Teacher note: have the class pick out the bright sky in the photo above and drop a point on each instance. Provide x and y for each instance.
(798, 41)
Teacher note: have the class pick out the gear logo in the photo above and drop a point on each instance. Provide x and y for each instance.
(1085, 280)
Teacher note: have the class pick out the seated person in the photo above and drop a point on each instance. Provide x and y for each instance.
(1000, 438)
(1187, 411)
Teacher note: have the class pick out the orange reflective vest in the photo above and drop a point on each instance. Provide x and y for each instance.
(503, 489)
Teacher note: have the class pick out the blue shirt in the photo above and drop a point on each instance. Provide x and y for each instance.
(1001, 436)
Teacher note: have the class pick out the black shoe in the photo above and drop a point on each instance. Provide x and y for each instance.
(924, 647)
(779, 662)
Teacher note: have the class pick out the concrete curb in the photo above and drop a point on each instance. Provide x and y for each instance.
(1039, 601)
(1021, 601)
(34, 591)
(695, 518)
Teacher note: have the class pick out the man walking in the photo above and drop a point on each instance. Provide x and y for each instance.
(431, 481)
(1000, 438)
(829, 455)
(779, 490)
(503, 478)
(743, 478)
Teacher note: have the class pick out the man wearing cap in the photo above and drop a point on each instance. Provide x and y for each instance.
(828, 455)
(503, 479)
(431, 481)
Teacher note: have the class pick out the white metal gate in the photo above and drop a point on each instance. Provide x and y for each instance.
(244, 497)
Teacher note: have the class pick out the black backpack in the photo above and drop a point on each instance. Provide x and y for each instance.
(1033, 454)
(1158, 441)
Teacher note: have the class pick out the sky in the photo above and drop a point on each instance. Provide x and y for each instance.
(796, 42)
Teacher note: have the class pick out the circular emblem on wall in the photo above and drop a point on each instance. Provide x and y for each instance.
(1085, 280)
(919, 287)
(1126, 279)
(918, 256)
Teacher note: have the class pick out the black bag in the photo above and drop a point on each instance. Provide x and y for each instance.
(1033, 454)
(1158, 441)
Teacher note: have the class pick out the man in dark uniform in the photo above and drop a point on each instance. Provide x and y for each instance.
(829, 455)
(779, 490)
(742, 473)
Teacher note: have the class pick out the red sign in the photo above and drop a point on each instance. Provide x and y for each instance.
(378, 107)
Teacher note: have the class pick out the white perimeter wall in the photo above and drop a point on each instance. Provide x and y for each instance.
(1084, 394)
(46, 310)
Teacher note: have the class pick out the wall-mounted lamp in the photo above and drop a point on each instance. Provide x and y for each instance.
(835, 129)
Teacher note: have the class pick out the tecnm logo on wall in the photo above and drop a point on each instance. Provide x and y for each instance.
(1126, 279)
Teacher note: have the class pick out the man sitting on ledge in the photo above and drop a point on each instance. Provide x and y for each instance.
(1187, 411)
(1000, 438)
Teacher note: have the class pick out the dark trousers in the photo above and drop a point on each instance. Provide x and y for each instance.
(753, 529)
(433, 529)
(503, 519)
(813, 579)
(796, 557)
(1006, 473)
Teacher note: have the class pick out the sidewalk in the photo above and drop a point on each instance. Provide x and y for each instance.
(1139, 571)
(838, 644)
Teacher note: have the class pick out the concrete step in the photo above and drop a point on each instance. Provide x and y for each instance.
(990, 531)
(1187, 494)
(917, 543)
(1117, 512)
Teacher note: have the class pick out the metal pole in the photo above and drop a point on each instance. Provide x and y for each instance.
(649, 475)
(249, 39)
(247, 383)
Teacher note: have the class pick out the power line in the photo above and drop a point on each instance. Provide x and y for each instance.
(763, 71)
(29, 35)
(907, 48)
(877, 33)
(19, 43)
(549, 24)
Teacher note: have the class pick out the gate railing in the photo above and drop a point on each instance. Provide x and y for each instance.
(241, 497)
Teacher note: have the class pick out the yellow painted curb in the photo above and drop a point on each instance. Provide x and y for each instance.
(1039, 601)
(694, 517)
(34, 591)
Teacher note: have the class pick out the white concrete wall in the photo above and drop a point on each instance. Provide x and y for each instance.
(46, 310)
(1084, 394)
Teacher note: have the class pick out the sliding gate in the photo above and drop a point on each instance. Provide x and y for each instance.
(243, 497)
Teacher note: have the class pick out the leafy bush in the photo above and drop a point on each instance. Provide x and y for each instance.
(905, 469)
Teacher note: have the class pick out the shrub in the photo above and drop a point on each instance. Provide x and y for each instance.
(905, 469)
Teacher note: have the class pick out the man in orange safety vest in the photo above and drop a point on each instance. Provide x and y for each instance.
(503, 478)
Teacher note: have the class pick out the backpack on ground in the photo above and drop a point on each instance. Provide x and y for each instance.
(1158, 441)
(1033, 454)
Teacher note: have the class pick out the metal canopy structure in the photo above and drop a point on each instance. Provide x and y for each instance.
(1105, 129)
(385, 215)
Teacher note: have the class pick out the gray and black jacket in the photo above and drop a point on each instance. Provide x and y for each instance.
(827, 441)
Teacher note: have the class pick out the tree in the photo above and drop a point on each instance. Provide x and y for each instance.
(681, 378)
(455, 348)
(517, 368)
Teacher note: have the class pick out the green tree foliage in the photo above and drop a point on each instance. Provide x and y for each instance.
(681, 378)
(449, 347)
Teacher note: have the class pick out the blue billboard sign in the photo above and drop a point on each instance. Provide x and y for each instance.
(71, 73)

# # # #

Task goal
Present all of the data above as a numbered list, one entry per line, with blank lines omitted.

Solution to the problem
1. Teacher note: have the class pick out the bright sky in the photo above and drop a point on each instance. Provide x and y for each instance.
2. (798, 41)
3. Teacher note: have the class pick out the gear logo in the photo above and drop a point on each instance. Provide x and y for each instance.
4. (1085, 280)
5. Teacher note: have the class pick out the seated person in the photo above and drop a point on each instance. Provide x and y for each instance.
6. (1000, 438)
7. (1187, 411)
8. Teacher note: have the class pick out the orange reflective vest in the photo above and drop a point on each instance. Provide x and y for each instance.
9. (503, 489)
10. Teacher note: have the class pick out the blue shirt in the photo above and drop a point on each instance. Provide x and y for each instance.
11. (1001, 436)
12. Teacher note: have the class pick out the black shoe in the photo above and drop a point on each instance. Provide x and y for each instance.
13. (924, 647)
14. (779, 662)
15. Teacher note: have the class pick out the concrete curb in the photo above and drop a point on each instance. Provide x and y for each instance.
16. (1039, 601)
17. (1021, 601)
18. (34, 591)
19. (695, 518)
20. Teacher note: have the class pick out the man walking in the photo above and drop a point on each instance. Provide x and y for each instance.
21. (431, 481)
22. (1000, 438)
23. (829, 455)
24. (779, 490)
25. (503, 478)
26. (743, 478)
27. Teacher note: have the class pick out the man wearing cap in the photo above and drop a point on each instance. Provide x and y for each instance.
28. (828, 455)
29. (503, 479)
30. (431, 481)
31. Teacher note: have the class pick out the white metal gate in the photo above and drop a point on each instance. Provide x and y for each instance.
32. (244, 497)
33. Teacher note: have the class pick out the black backpack in the photo above and drop a point on each instance. Provide x and y for each instance.
34. (1033, 454)
35. (1158, 441)
36. Teacher note: have the class pick out the sky in the photo above and drop a point on each instance. Provide x and y for each instance.
37. (796, 42)
38. Teacher note: have the class pick out the circular emblem on wall in the photo above and drop a point on each instance. Provide x and y for each instance.
39. (1085, 280)
40. (919, 287)
41. (1126, 279)
42. (918, 256)
43. Teacher note: have the class pick out the black bag in the photo above and drop a point on each instance. Provide x and y for each instance.
44. (1033, 454)
45. (1158, 441)
46. Teacher note: have the class pick out the man in dark uniform in the photo above and drop a point on each instance. Provide x and y for each instance.
47. (829, 455)
48. (779, 490)
49. (742, 473)
50. Teacher note: have the class pick out the red sign in the photo above and drop a point on each instance. Provide x and y for each instance.
51. (378, 107)
52. Teacher note: have the class pick out the white perimeter wall in the photo above and drop a point on each instance. Provide x and y for each instance.
53. (1084, 394)
54. (46, 310)
55. Teacher note: have the class pick out the wall-mounted lamp in the photo above and drop a point on each instance. Provide x and y for each instance.
56. (835, 129)
57. Teacher note: have the class pick out the tecnm logo on wall in the photo above and drop a point on each instance. Provide x and y for each instance.
58. (1126, 279)
59. Teacher note: have the class pick out the man sitting on ledge in the photo above and drop a point on each instance. Provide x and y for each instance.
60. (1187, 411)
61. (1000, 438)
62. Teacher note: have the class pick out the dark trousers in the photo above and drop a point on each instance. Provide x and y for each instance.
63. (753, 529)
64. (433, 529)
65. (503, 519)
66. (813, 579)
67. (796, 557)
68. (1006, 473)
69. Teacher note: have the class pick out the sidewalk in the photo above and drop a point on each instance. Provide x and y for each instance.
70. (1139, 571)
71. (838, 644)
72. Teacher note: have the class pick out the concrete step in the photo above and drop a point on each instance. Provide x and y for each instance.
73. (990, 531)
74. (1187, 494)
75. (917, 543)
76. (1117, 512)
77. Teacher note: have the class pick out the metal pole in the photo above and drop a point on each instance. Provide x and y for each instance.
78. (649, 475)
79. (249, 39)
80. (247, 383)
81. Teacher note: have the class pick out the power line in the photo above and drop a point on each instance. Provide x and y for each instance.
82. (763, 71)
83. (29, 35)
84. (907, 48)
85. (877, 33)
86. (19, 43)
87. (549, 24)
88. Teacher note: have the class pick out the gate railing in the photo above and drop a point on each instance. Provide x and y for each instance.
89. (241, 497)
90. Teacher note: have the class pick out the yellow painted curb in the photo above and drop a point on each instance. Provide x and y for each instance.
91. (1039, 601)
92. (694, 517)
93. (34, 591)
94. Teacher note: have the class pick out the white concrete wall in the photo above and drop a point on each instance. Provide x and y for each instance.
95. (46, 310)
96. (1084, 394)
97. Teacher note: have the class pick out the sliding gate in the photo above and drop a point on each instance. Provide x and y for each instance.
98. (243, 497)
99. Teacher note: have the class pick out the leafy bush in the photo above and drop a point on each instance. Provide x and y for each instance.
100. (905, 469)
101. Teacher note: have the class pick out the shrub in the photo above and drop a point on each instance. Provide x and y for each instance.
102. (905, 469)
103. Teacher note: have the class pick out the man in orange safety vest in the photo above and drop a point on each instance. Provide x and y for each instance.
104. (503, 478)
105. Teacher note: have the class pick out the backpack on ground in the photo above and drop a point on each instance. Provide x and y for each instance.
106. (1158, 441)
107. (1033, 454)
108. Teacher note: have the class pick out the metal canopy structure in the photo above and drop a point on each instance. Provide x and y for each instance.
109. (1105, 129)
110. (385, 215)
111. Teacher note: have the class pick out the gray and black jacket in the photo above and drop a point on each instance. Provide x and y for each instance.
112. (827, 441)
113. Teacher note: have the class pick out the tree in the photo above and drop a point on each instance. Provide x and y for each instance.
114. (681, 378)
115. (455, 348)
116. (517, 368)
117. Teacher note: have the class pick out the green tree foliage in the photo above and drop a point on each instance. Provide x and y for each instance.
118. (681, 378)
119. (449, 347)
120. Teacher note: have the class pick out the blue billboard sign in the photo above and drop a point on each instance. Provide x and y for each instance.
121. (71, 73)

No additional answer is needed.